Collected data
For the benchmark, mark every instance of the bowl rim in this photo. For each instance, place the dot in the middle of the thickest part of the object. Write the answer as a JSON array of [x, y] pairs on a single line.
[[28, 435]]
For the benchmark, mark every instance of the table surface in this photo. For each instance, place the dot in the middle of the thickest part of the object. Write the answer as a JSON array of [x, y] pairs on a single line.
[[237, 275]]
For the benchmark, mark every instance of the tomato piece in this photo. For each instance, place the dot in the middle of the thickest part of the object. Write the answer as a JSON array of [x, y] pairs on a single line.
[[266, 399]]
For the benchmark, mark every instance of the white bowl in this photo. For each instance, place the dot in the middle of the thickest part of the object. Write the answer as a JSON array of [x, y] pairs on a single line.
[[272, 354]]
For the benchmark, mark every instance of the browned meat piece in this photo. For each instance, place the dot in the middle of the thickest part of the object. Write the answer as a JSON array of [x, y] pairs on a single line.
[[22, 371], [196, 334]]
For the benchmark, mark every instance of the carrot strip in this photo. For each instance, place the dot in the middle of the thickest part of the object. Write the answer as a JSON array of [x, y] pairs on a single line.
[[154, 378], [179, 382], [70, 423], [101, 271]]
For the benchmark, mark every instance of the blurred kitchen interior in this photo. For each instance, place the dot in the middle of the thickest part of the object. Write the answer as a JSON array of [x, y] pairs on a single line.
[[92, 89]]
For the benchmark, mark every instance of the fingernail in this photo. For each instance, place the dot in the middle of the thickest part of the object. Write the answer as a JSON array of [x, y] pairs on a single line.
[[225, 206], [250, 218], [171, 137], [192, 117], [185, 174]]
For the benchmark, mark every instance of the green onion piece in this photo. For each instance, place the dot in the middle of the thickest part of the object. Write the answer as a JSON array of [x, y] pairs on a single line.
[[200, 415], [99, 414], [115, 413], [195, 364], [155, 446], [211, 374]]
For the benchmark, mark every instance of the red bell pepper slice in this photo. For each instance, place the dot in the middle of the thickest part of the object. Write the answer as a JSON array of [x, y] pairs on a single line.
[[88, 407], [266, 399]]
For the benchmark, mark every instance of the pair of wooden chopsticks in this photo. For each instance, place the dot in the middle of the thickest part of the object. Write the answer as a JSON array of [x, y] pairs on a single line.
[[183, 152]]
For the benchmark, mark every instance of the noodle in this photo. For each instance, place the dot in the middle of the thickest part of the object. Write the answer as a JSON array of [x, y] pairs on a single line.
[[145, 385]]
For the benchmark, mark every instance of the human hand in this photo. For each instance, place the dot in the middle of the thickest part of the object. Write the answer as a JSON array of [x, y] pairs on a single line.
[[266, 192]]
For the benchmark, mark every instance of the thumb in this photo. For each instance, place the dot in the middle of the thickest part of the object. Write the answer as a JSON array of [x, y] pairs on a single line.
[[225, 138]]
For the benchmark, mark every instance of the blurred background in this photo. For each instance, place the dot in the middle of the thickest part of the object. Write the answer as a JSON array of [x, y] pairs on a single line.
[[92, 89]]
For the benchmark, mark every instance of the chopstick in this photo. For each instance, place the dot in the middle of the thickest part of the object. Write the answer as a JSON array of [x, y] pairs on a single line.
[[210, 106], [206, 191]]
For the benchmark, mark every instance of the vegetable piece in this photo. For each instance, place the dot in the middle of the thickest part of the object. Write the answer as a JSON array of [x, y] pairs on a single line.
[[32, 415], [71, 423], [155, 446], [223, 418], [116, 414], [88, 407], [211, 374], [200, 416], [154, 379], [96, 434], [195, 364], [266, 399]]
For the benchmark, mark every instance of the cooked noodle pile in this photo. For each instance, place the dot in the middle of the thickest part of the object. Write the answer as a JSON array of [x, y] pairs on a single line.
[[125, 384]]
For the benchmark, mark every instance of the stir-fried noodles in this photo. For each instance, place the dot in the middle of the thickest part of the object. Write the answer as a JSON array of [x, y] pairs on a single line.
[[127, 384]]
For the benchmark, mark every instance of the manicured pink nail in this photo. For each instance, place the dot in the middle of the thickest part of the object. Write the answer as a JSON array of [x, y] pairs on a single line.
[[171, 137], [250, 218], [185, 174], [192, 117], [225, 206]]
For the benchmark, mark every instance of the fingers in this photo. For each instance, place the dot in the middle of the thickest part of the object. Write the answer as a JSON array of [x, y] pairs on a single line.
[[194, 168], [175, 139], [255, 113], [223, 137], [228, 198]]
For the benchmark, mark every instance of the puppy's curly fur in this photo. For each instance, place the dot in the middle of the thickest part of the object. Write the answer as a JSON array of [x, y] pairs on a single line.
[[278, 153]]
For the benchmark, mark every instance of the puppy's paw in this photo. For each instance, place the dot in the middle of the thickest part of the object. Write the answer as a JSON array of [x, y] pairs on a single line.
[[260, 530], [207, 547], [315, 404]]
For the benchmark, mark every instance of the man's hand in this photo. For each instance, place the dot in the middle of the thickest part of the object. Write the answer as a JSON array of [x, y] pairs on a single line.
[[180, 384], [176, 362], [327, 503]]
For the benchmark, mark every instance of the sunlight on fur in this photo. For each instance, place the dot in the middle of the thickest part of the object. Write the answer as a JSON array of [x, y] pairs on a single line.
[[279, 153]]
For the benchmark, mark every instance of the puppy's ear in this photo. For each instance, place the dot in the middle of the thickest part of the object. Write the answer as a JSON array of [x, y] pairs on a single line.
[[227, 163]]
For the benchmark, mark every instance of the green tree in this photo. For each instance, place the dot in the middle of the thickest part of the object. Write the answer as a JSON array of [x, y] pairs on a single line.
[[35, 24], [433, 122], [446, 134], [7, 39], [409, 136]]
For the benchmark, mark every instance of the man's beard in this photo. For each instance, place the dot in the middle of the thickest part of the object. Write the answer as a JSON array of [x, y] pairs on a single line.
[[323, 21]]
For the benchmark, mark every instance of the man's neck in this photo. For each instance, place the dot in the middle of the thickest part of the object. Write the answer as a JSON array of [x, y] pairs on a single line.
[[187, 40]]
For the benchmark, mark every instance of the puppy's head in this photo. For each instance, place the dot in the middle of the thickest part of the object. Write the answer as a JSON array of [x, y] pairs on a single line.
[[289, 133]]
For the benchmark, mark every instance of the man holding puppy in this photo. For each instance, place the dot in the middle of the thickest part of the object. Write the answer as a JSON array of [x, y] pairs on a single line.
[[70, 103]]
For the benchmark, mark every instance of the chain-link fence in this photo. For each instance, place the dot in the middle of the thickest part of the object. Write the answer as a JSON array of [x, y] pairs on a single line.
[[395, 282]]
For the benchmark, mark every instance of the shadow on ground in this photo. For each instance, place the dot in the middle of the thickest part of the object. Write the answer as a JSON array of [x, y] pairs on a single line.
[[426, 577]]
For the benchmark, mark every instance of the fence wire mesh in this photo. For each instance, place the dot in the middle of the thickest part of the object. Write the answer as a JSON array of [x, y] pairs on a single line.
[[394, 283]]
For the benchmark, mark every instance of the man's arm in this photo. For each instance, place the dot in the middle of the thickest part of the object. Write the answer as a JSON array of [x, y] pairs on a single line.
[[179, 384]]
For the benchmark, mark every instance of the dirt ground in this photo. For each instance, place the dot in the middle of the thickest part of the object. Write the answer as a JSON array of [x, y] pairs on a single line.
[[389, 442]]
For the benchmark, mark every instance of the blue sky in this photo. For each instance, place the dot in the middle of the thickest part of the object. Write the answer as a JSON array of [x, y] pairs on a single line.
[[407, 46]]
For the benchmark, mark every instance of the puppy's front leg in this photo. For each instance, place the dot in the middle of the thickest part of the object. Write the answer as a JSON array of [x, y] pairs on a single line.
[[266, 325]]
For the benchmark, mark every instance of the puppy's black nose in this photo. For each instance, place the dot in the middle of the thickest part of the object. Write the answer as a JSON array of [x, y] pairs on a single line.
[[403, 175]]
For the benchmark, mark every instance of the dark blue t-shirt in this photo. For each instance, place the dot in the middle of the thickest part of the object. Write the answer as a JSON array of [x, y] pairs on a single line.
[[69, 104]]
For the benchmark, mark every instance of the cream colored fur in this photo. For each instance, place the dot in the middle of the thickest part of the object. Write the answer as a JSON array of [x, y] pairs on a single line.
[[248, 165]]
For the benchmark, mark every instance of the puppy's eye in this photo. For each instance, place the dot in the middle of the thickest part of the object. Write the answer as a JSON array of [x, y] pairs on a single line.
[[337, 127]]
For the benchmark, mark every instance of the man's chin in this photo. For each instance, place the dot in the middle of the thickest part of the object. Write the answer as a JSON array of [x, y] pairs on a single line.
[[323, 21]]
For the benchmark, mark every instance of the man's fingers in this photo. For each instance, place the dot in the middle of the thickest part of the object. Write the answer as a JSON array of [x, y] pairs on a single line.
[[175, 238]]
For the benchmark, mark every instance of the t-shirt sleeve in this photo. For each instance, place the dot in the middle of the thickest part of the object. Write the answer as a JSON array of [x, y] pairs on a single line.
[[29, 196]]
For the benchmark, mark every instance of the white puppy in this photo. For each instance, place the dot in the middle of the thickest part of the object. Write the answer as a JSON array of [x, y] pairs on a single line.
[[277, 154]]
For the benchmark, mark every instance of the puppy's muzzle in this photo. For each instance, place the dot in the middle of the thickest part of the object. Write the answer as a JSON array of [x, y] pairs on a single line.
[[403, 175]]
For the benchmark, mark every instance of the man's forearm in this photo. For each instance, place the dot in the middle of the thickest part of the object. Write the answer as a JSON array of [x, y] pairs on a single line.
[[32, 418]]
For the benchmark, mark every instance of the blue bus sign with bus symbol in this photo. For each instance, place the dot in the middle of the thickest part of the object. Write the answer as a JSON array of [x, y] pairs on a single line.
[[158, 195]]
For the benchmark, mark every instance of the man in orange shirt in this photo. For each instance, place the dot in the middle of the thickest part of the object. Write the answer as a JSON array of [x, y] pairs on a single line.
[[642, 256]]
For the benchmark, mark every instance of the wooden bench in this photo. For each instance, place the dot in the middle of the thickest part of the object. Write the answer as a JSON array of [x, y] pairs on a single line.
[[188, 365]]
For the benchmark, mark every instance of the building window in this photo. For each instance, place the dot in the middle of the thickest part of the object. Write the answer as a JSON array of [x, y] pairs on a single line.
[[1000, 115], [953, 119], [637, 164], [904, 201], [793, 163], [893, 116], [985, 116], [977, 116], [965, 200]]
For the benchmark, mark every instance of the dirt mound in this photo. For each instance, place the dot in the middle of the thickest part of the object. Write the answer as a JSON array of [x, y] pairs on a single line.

» Stated goal
Convert the rows from the line containing "For the benchmark, mark every instance of the puppy's front" through the line containing "[[69, 104]]" into a CSV with the columns text and answer. Give one line per row, put each field in double quotes, and replace any line breaks with spaces.

» Solution for this exercise
text,answer
"For the benchmark, mark every instance of the puppy's front leg in this photo. For each instance, place the dot in the middle of the thickest part of the object. Write the answer as a JSON array of [x, y] pairs on a single line.","[[266, 325]]"
"For the benchmark, mark every instance of the puppy's black nose in this photo. For each instance, place the dot in the middle of the thickest part of the object. Write the answer as a JSON array of [x, y] pairs on a single line.","[[403, 175]]"
"For the benchmark, mark every instance of the dark blue t-shirt in this photo. For each instance, place the dot in the middle of the thickest part of the object. Write the answer as a JSON array of [x, y] pairs on a single line.","[[69, 104]]"